● **Instructions to follow**:
Take every record and write it out again exactly, with no images included.
# # #
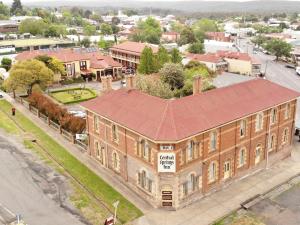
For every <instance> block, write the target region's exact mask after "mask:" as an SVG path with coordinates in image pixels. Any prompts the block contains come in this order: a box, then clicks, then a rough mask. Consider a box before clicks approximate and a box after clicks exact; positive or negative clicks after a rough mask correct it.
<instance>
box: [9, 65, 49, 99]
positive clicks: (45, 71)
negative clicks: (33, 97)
mask: <svg viewBox="0 0 300 225" xmlns="http://www.w3.org/2000/svg"><path fill="white" fill-rule="evenodd" d="M53 75H54V74H53V71H52V70H50V69H49V68H48V67H47V66H46V65H45V64H44V63H43V62H41V61H39V60H36V59H31V60H25V61H20V62H17V63H16V64H14V65H13V66H12V68H11V69H10V73H9V77H8V78H7V79H6V80H5V84H4V85H5V87H6V88H7V89H8V90H11V91H15V90H22V91H26V92H27V94H28V95H30V94H31V93H32V89H33V87H34V86H35V85H38V86H39V87H40V88H41V89H45V88H46V87H47V86H48V85H50V84H51V83H52V82H53Z"/></svg>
# # #
● **Result of the exercise**:
For every <instance> block, write the target region's exact mask after "mask:" as an SVG path with coordinates in image pixels. Any prompts the block contains come in this order: a box, then clicks, then a rough mask. Consider a box before clicks approximate and a box after clicks exact; positive or negative clicks after a rough mask correct it.
<instance>
box: [9, 65, 49, 99]
positive clicks: (45, 71)
negative clicks: (33, 97)
mask: <svg viewBox="0 0 300 225" xmlns="http://www.w3.org/2000/svg"><path fill="white" fill-rule="evenodd" d="M53 75H54V74H53V71H52V70H50V69H49V68H48V67H47V66H46V65H45V64H44V63H43V62H41V61H39V60H36V59H31V60H25V61H20V62H17V63H16V64H14V65H13V66H12V68H11V69H10V73H9V77H8V78H7V79H6V80H5V84H4V85H5V87H6V88H7V89H8V90H11V91H15V90H22V91H26V92H27V94H28V95H30V94H31V93H32V89H33V87H34V86H35V85H38V86H39V87H40V88H41V89H45V88H46V87H47V86H48V85H50V84H51V83H52V82H53Z"/></svg>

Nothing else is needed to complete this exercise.